[Excerpted data Boundary: Start]
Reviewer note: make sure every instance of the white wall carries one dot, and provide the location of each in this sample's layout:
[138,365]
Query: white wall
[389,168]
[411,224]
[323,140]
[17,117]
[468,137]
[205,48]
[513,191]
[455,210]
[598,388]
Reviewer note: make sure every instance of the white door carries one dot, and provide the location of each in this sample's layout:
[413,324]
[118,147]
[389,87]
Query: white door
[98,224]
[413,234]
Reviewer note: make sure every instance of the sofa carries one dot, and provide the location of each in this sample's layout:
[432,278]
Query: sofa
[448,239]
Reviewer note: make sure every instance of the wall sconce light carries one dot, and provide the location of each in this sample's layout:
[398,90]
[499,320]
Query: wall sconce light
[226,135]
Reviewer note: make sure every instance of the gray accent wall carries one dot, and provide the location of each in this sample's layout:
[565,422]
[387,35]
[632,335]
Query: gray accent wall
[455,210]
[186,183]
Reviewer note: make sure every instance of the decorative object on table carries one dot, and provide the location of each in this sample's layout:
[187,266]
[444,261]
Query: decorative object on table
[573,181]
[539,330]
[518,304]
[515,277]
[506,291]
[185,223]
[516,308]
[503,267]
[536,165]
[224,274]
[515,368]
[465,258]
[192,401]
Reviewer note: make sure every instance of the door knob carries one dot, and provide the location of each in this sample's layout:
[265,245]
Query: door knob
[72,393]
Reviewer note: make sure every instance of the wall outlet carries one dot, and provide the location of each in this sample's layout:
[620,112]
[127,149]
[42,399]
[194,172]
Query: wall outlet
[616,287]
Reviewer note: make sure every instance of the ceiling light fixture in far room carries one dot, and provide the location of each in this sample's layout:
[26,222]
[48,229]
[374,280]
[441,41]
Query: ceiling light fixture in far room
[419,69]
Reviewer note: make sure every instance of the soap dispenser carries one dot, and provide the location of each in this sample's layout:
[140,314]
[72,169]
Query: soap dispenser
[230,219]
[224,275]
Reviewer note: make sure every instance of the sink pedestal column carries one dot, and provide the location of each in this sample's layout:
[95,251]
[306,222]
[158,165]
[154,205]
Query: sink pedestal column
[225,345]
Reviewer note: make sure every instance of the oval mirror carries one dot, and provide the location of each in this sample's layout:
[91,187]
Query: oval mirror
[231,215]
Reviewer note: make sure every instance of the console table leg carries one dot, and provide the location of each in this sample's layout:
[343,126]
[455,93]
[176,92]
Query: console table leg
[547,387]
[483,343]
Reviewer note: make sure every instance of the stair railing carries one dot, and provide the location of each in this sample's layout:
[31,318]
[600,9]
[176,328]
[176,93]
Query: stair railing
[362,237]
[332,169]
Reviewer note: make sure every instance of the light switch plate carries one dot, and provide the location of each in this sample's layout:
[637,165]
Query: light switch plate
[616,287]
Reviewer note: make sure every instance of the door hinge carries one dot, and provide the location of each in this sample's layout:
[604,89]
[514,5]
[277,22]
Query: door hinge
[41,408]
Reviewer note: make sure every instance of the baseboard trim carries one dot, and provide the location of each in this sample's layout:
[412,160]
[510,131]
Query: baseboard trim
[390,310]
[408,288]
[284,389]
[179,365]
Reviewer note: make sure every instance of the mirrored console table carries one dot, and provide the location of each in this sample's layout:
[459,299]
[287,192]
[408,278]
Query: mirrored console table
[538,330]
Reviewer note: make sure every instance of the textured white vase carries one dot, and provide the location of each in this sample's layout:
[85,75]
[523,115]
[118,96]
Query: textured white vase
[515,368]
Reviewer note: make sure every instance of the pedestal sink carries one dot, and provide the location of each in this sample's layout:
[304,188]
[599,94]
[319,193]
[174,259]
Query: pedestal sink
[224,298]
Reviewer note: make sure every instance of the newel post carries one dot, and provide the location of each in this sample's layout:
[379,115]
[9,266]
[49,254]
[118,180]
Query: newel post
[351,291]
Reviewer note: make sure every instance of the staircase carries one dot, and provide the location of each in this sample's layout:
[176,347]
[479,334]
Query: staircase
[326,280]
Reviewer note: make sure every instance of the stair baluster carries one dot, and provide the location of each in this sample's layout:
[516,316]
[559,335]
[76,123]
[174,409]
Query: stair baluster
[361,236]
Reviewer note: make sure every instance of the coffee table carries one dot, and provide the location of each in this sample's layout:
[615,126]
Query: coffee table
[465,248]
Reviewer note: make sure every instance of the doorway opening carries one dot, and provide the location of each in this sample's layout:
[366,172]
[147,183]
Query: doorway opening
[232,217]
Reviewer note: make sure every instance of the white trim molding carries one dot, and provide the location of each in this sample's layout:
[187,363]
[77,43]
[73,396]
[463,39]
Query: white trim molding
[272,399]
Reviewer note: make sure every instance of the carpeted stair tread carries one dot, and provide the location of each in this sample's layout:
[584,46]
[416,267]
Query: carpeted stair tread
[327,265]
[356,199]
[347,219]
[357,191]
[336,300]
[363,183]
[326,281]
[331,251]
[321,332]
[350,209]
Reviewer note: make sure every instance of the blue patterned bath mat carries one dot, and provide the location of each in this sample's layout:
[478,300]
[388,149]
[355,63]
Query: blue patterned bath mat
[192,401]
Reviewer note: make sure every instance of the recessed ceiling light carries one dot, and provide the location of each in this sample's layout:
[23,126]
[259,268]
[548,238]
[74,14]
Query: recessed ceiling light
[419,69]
[Excerpted data Boundary: End]
Please print all the data again exactly as given.

Reviewer note: make sure every instance of the white wall carries one dot, and provide the location of each in this sample's layout:
[138,365]
Query: white wall
[389,168]
[411,224]
[323,140]
[17,117]
[468,137]
[205,48]
[513,191]
[455,210]
[598,388]
Reviewer note: make sure every instance of the white door carries one dot, and provide the location of each in this sample's layout:
[413,324]
[118,147]
[389,87]
Query: white door
[98,224]
[413,234]
Reviewer note: make sure every instance of the sofa carries one dot, and provide the location of each in this sample's layout:
[432,278]
Query: sofa
[448,239]
Reviewer note: make sure every instance of the wall sconce light carries one dot, and provide the location of each in this sample's layout:
[398,90]
[499,320]
Query: wall sconce light
[226,135]
Reviewer note: make sure every instance of the gray accent wall carries one dot, and provide the location of each in this sample's layout:
[565,422]
[387,35]
[632,335]
Query: gray accent wall
[455,210]
[186,183]
Reviewer note: make sure every instance of the decorative object on table carries one dot, and provide the location of each in this sample's layout:
[187,266]
[444,261]
Query: decorative object on table
[573,181]
[539,330]
[518,304]
[515,277]
[506,291]
[185,223]
[516,308]
[503,267]
[536,165]
[224,274]
[515,368]
[465,258]
[192,401]
Reviewer note: make sure every instance of the door knob carries one dot, and provide the location of each in this sample's layout:
[265,245]
Query: door knob
[72,393]
Reviewer note: make sure every instance of the wall outlet carries one dot, and provide the location of each in this sample's layout:
[620,112]
[127,149]
[42,399]
[194,172]
Query: wall outlet
[616,287]
Reviewer note: make sure every instance of the ceiling light fixture in far room carries one dot, and provide the location of each in this sample's layout:
[26,222]
[48,229]
[374,280]
[441,41]
Query: ceiling light fixture in far room
[419,69]
Reviewer note: make sure every instance of the soap dispenser carries one dot, and provide the location of each in this sample's layout:
[140,314]
[72,169]
Query: soap dispenser
[230,219]
[224,275]
Reviewer note: make sure every instance of the sink pedestal column carries one dot, and provide the location of each in this sample's layout:
[95,251]
[306,222]
[158,165]
[154,205]
Query: sink pedestal column
[225,345]
Reviewer note: make sure every instance of the oval mirror carries one dot, and provide the location of each in this sample's layout:
[91,187]
Query: oval mirror
[231,215]
Reviewer note: make sure every instance of the console table leg carries one dot, and provide the location of each in this sample's layout:
[343,126]
[455,93]
[176,92]
Query: console table leg
[547,387]
[483,343]
Reviewer note: make sure every instance of the stair railing carries one dot, and provide the location of each in this sample's layout:
[31,318]
[600,9]
[176,328]
[176,93]
Query: stair railing
[362,237]
[332,169]
Reviewer note: make sure every instance of the light switch plate carries one dot, and provide the location of each in this sample's layout:
[637,165]
Query: light switch plate
[616,287]
Reviewer note: make sure every instance of the door hinge carries one dot, and provide the location of each in this sample's layout:
[604,89]
[514,5]
[277,22]
Query: door hinge
[41,408]
Reviewer note: make sure every instance of the baseboard trim carries one dot, and provide the location of each in this sample's layout:
[412,160]
[510,131]
Query: baseboard trim
[390,310]
[408,288]
[284,389]
[179,365]
Reviewer note: make sure every instance of the mirrored console table carries one dot, and provide the location of each in this sample's layout:
[459,299]
[287,192]
[408,278]
Query: mirrored console table
[538,330]
Reviewer note: make sure every instance of the textured white vase carries one dot, and provide the location of each in this sample's layout:
[85,75]
[523,115]
[118,96]
Query: textured white vase
[515,368]
Reviewer note: make sure every instance of the pedestal sink carries one dot, and provide the location of each in this sample's layout:
[304,188]
[599,94]
[319,193]
[174,259]
Query: pedestal sink
[224,298]
Reviewer note: make sure every instance of the newel post carries one dot, and provide the location of each in this sample's layout:
[379,115]
[9,266]
[49,254]
[118,180]
Query: newel post
[351,291]
Reviewer note: make sure every instance of the staircase carries one dot, and provide the location of each in this sample's layout:
[176,347]
[479,334]
Query: staircase
[326,280]
Reviewer note: make sure every instance of the stair baluster carries one dot, and provide the location of each in this sample's layout:
[516,316]
[559,335]
[76,123]
[174,409]
Query: stair baluster
[361,236]
Reviewer note: make sure every instance of the coffee table carries one dot, and provide the location of each in this sample's layout:
[615,126]
Query: coffee table
[465,248]
Reviewer note: make sure every instance of the doorway opening carries one dot, and provide the location of each in this sample's layout:
[366,172]
[147,183]
Query: doorway opening
[232,217]
Reviewer note: make sure every instance of the white trim molding carries one dot, and provide the location of each in this sample's layout:
[187,363]
[77,43]
[73,396]
[463,39]
Query: white trim molding
[272,399]
Reviewer note: make sure every instance of the carpeted stair tread carries one dot, and provide the location of each in this sample's layout:
[584,46]
[416,267]
Query: carpeted stair tread
[327,265]
[356,199]
[347,219]
[357,191]
[336,300]
[363,183]
[326,281]
[331,251]
[321,332]
[350,209]
Reviewer note: make sure every instance of the blue patterned bath mat carries one dot, and provide the location of each in this sample's layout:
[478,300]
[388,149]
[355,63]
Query: blue patterned bath mat
[192,401]
Reviewer note: make sure every instance of the recessed ceiling light carries one dot, and provide the location of each in this sample's layout:
[23,126]
[259,268]
[548,238]
[74,14]
Query: recessed ceiling light
[419,69]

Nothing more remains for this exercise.